PASSAGE TO READ →
In association with other adaptrodes and in the context of a neuron-like processing element, we have previously shown that multi-time scale associative learning is achieved [10],[11]. Furthermore, the adaptrode mechanism can easily enforce certain technical constraints on the temporal order of processed signals such that natural causal relations are encoded in the learned associations [10].
The research environment that we have chosen is autonomous robotics. MAVRIC (Mobile Autonomous Vehicle for Research in Intelligent Control) is an embodied [4] Braitenberg vehicle [3] that is situated [4] in a nonstationary, dynamic environment such as an ordinary room with movable and moving objects. MAVRIC is outfitted with a variety of sensors that allow it to sense the state of the environment (see Figure 1.) These sensors are simple light, touch, sound and (simulated) smell [10]. In the Figure, the cephalic (head) end (left side of figure) is arrayed with a variety of sensors, all of which produce proportional signals. An on-board computer polls the A/D board, controls the stepper motors and provides communications with the main computing platform, a 486-PC. Though a battery can be used to power MAVRIC (as shown), for long runs, a power cable is tethered along with the RS-422 cable. A program called ``BRAI N'' runs on the PC to simulate the neurons of MAVRIC's brain.

INFORMATION GIVEN →
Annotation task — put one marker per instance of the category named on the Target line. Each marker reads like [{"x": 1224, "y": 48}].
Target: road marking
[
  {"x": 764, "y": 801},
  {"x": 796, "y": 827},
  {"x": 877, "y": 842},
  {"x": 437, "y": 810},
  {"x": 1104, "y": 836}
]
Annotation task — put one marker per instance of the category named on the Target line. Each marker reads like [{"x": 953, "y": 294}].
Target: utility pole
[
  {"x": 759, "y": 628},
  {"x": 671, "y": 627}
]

...

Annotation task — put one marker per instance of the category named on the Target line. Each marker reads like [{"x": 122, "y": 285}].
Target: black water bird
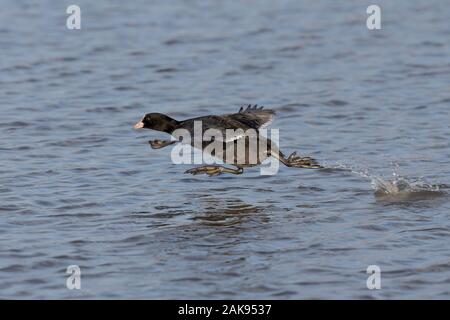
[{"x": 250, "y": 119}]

---

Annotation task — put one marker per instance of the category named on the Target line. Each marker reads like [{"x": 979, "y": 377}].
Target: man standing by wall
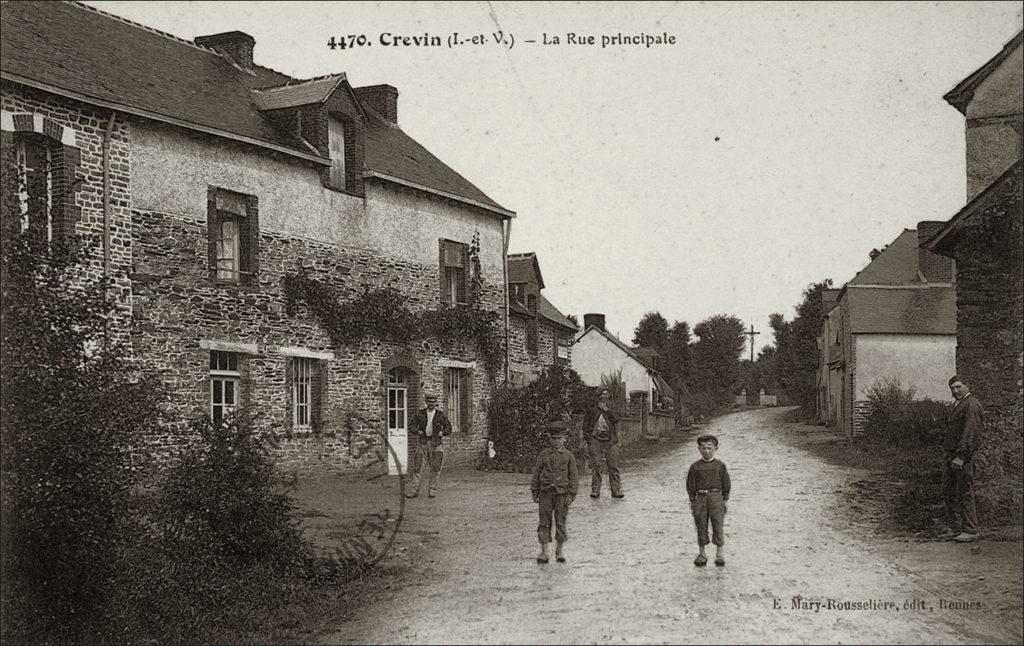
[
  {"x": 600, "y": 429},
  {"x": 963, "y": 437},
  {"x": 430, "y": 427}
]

TASK LIST →
A. Answer each question from the MAVRIC passage:
(i) What kind of associative learning does the passage say has been achieved?
(ii) Which research environment was chosen?
(iii) What serves as the main computing platform?
B. State whether each statement agrees with the MAVRIC passage, giving yes or no and quoting the words that decide it:
(i) The sensors on MAVRIC's cephalic end produce proportional signals.
(ii) MAVRIC is always powered by a battery.
(iii) MAVRIC's sense of smell is simulated.
Nothing in the lines is needed for the work on the MAVRIC passage.

SOLUTIONS TO EACH TASK →
A.
(i) Multi-time scale associative learning.
(ii) Autonomous robotics.
(iii) A 486-PC.

B.
(i) Yes: "all of which produce proportional signals"
(ii) No: "for long runs, a power cable is tethered along with the RS-422 cable"
(iii) Yes: "simple light, touch, sound and (simulated) smell"